= ANFRAGE A =
Wie lautet die Stelle im Forumsthread über Jasper von "Unterschiedlicher Pfad der" bis "es recht hilfreich.", wenn du darin "Pfad" zu "Paketpfad" änderst?
= ANFRAGE B =
Kannst du den Forumsthread über Jasper dort fortsetzen, wo er aufhört?

= TEXTAUSZUG =
________________________

Hatte mir den Report beim Testen zerschossen.
Wieso verwendest du dori.jasper...?


----------



## DP (11. Aug 2004)

weil der die anderen klassen nicht gefunden hat. wie bei dir


----------



## Michaels (12. Aug 2004)

Danke, 

Quellcode hat geholfen.
Unterschiedlicher Pfad der Klassen ist aus unterschiedlicher Version von jasper zurück zu führen.
(Ich verwende die Vers. 0.0.6 in der 0.5.x Vers. war der Pfad noch dori. ...)

Also nochmals danke, für den ersten Einstig war es recht hilfreich.

mfg Michael


----------



## rwolf (27. Mrz 2005)

________________________

= DATEN =
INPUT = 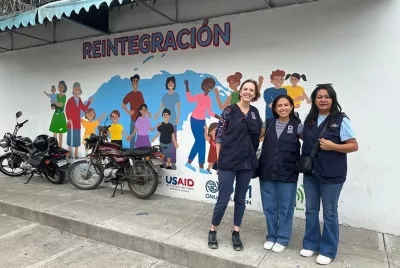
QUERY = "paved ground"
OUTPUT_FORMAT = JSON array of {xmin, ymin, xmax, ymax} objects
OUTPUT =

________________________

= LÖSUNG A =
Unterschiedlicher Paketpfad der Klassen ist aus unterschiedlicher Version von jasper zurück zu führen.
(Ich verwende die Vers. 0.0.6 in der 0.5.x Vers. war der Paketpfad noch dori. ...)

Also nochmals danke, für den ersten Einstig war es recht hilfreich.

= LÖSUNG B =
sorry, wenn ich mich hier einhänge :

bin newbie zu eclipse ,jasper-reports und ant, kommt mir alles unheimlich kompliziert vor..: ???:L 

gibts denn kein 'hello world'-beispiel, wo man erstmal
die basis hinkriegt ?

1) welche jars muß ich dem eclipse-projekt beifügen ?

2.) kann build.xml direkt von jasper verwendet werden ?

scheint aber gut zu sein, der jasper...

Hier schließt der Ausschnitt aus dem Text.